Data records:
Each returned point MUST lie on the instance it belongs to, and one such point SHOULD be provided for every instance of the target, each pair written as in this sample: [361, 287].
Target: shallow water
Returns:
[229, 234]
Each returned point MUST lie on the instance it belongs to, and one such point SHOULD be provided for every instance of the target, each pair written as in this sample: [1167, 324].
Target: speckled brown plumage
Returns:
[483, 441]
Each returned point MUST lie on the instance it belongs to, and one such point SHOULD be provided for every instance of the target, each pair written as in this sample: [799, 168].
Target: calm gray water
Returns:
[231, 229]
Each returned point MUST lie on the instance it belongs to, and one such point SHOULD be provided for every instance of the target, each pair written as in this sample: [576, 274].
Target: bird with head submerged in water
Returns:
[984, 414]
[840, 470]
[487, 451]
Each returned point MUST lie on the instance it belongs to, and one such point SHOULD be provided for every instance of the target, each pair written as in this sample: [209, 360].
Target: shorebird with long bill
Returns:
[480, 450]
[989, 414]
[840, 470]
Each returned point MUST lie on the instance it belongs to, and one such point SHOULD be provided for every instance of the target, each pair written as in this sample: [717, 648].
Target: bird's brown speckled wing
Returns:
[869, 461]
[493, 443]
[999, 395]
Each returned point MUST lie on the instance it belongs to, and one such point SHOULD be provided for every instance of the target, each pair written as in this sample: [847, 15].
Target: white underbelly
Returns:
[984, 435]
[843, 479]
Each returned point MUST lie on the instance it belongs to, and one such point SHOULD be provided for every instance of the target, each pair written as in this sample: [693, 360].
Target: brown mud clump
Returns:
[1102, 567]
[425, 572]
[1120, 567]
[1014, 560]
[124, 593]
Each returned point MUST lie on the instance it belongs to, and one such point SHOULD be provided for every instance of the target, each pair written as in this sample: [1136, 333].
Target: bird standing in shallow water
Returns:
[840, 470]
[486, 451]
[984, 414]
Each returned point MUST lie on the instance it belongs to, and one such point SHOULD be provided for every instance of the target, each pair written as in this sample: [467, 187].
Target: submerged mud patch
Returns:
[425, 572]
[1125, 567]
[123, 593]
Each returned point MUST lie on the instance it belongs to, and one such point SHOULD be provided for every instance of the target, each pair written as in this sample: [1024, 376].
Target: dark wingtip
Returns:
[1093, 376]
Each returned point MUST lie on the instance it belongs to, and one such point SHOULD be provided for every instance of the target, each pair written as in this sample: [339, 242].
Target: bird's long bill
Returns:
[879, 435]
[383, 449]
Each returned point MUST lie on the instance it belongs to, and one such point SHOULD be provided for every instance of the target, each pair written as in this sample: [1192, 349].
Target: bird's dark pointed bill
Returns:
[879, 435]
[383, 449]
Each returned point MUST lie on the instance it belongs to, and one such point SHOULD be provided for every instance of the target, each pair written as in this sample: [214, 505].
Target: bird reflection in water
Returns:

__Aim of the exercise__: Copy every one of these rows verbatim.

__Task result__:
Each returned point MUST lie on the instance it belongs to, and one such point SHOULD be provided for every instance of the target, each pair written as in this sample: [361, 287].
Target: shallow water
Returns:
[229, 234]
Each returned point MUST lie on the instance it belongs to, and one such point SHOULD be provided for every instance of the target, each pair written as in this sample: [1167, 324].
Target: speckled brown plumage
Returns:
[483, 441]
Each returned point MUST lie on the instance it belongs to, and one such point SHOULD be provided for every instance of the target, each pair written as in this sample: [799, 168].
Target: calm gray water
Returns:
[231, 229]
Each returned point MUST lie on the instance it belongs to, and one such point SHOULD be provided for every instance of the target, each pair written as in this sample: [576, 274].
Target: bird with head submerged in water
Returns:
[984, 414]
[840, 470]
[487, 451]
Each returned point MUST lie on the instance it belongs to, and one such point SHOULD be provided for every instance of the target, each pair written as in this sample: [209, 360].
Target: shorebird with long bill
Returns:
[480, 450]
[989, 414]
[840, 470]
Each returned point MUST lie on the instance it belongs to, and one such point SHOULD be provided for every instance of the target, each pair written as in this sample: [717, 648].
Target: bird's brown speckled wing
Returns:
[869, 461]
[493, 443]
[999, 395]
Each returned point MUST lie on the instance it belongs to, and one such point SHOULD be provided for every instance of the target, each pair written as in this sample: [847, 15].
Target: white underbelly
Returns:
[984, 435]
[843, 479]
Each returned point MUST lie on the instance it belongs to, and one such point SHOULD be provided for every instance of the target, each pair written as in this sample: [693, 360].
Target: brown mud clump
Returns:
[1102, 567]
[425, 572]
[1120, 567]
[1014, 560]
[124, 593]
Each returned point MUST lie on the instance it belongs to, and one such point SHOULD be provided for every instance of the target, each pair written as in this sample: [1136, 333].
Target: bird standing in shallow water
Returns:
[840, 470]
[486, 451]
[984, 414]
Each returned point MUST lie on the instance it belongs to, and one such point SHOULD be provided for every instance of the target, each pair written as in this sample: [467, 187].
Target: submerged mud patch
Returns:
[425, 572]
[1125, 567]
[123, 593]
Each returned point MUST lie on the instance it belongs to, and one such point SHOULD be provided for every instance of the target, each pair written as in this sample: [1024, 376].
Target: dark wingtip
Returns:
[1093, 376]
Each returned point MUST lie on the instance it belongs to, and one such point SHOULD be provided for every instance of the target, each pair written as in this sample: [339, 242].
Target: bird's long bill
Returns:
[879, 435]
[383, 449]
Each returned point MUST lie on the instance it belongs to, and one such point SHOULD be provided for every instance of the target, each pair written as in this sample: [1192, 349].
Target: bird's dark pointed bill
Returns:
[879, 435]
[383, 449]
Each returned point MUST lie on the instance it belongs to, and one such point SHOULD be provided for every instance of the target, each pair written as in this sample: [214, 505].
Target: bird reflection in water
Returns:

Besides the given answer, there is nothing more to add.